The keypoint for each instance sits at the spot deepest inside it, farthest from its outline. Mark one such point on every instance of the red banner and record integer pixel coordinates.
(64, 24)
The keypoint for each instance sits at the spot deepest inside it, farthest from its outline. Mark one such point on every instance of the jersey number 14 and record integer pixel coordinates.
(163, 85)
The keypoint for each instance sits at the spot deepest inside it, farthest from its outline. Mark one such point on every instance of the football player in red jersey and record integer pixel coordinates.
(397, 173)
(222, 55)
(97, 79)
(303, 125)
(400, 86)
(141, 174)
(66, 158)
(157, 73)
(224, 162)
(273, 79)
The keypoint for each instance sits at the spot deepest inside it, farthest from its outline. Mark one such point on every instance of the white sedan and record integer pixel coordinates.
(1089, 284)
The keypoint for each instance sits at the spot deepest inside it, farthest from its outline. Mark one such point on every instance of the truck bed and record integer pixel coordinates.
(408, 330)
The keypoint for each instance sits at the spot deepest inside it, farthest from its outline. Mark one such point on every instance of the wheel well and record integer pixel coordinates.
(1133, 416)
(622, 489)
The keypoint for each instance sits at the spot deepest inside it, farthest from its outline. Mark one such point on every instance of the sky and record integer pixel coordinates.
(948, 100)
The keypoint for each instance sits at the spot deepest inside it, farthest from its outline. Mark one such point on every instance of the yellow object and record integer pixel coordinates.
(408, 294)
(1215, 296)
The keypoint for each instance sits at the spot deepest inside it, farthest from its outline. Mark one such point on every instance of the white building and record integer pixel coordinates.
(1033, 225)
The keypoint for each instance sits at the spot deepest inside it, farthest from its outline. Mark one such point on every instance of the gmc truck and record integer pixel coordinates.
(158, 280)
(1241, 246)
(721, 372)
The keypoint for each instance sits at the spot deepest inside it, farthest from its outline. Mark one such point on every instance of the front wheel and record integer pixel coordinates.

» **TO DO**
Give the lines from the line with "truck and record integer pixel coordinates." through the end of the records above as a numbered list, leaving out any blank lines.

» **OUTPUT BELOW**
1. The keypoint for each instance sits at the spot deepest inside it, farthest from its outline. Mark one such point on every instance of the gmc truck and record integer pixel coordinates.
2. (158, 280)
3. (1241, 246)
4. (721, 372)
5. The keypoint for each instance sits at the spot deepest inside it, farthest from its outline. Mark one such point on every instance of the front wheel and record integer pixel coordinates.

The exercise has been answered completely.